- **Text excerpt**
----
Getting Warmer? Why recent progress on energy bills falls short for high-need households
Getting Warmer? Why recent progress on energy bills falls short for high-need households 1.49 MB
It is now four years since the coronavirus pandemic and Russia’s invasion of Ukraine triggered a rapid rise in energy prices. In those four years, the price of energy bills has moved from a cyclical challenge to a structural threat to household financial stability in the UK. Energy bills are still high by historical standards and are around 54% higher than in January 2021, despite Government intervention.
While many households are now able to cover their energy bills, a significant proportion of households have found themselves in a deeper crisis. New, nationally representative polling commissioned by Citizens Advice shows how high energy bills remain a key financial challenge facing millions of households.
Hardship caused by high energy bills is increasingly concentrated among specific groups on low incomes, who cannot easily shift their energy usage.
These include those on means tested benefits and those with higher energy needs such as households with children and those with disabilities or long term health conditions. Other groups, like renters, may be living in less energy efficient homes that they are unable to make upgrades to.
While those who rely solely on electricity pay disproportionately high costs. In our survey, 35% of renters said they struggled to reliably afford their energy bills and 30% of those who only used electricity said they struggled to afford theirs. Furthermore, national statistics tell us that electrically heated households are twice as likely to be fuel poor, with an affordability gap which is nearly three times larger than those who use gas.
----
- **Task brief**
Can you reproduce, word for word, the part of the passage on energy bills that opens with the words containing "These include those" and closes with "who use gas."? The data after this point has no connection to the passage on energy bills.

(Records excerpted from a collection)
----
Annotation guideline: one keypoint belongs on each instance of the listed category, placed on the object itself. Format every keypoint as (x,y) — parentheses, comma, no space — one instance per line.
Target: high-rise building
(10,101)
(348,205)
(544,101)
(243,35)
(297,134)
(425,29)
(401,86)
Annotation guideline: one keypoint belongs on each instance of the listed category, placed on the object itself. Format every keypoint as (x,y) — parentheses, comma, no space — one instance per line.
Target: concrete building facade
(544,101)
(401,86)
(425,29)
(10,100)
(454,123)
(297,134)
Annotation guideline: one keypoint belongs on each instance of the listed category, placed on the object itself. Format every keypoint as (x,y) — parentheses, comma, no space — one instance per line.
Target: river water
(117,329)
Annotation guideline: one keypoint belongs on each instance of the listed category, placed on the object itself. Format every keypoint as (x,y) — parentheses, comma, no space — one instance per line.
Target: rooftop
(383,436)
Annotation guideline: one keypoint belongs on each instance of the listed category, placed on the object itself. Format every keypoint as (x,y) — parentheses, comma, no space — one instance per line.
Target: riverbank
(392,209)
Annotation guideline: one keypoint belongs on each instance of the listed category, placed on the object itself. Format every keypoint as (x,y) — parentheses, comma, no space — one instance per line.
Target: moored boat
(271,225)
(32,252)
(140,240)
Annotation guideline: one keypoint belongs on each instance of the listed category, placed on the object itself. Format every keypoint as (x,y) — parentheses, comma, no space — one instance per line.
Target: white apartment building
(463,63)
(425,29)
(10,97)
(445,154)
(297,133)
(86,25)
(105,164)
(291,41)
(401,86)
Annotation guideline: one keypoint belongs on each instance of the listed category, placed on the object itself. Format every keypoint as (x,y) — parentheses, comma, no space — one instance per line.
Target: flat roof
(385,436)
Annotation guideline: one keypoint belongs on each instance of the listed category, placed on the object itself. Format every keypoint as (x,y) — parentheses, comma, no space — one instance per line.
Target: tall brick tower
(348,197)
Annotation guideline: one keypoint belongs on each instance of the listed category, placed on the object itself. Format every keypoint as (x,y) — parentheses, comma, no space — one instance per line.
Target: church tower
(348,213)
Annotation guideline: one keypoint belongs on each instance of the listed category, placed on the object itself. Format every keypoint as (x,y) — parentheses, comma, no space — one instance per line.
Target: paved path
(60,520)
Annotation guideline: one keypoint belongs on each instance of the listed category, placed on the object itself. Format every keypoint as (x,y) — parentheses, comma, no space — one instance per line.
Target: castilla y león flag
----
- **Exercise answer**
These include those on means tested benefits and those with higher energy needs such as households with children and those with disabilities or long term health conditions. Other groups, like renters, may be living in less energy efficient homes that they are unable to make upgrades to.
While those who rely solely on electricity pay disproportionately high costs. In our survey, 35% of renters said they struggled to reliably afford their energy bills and 30% of those who only used electricity said they struggled to afford theirs. Furthermore, national statistics tell us that electrically heated households are twice as likely to be fuel poor, with an affordability gap which is nearly three times larger than those who use gas.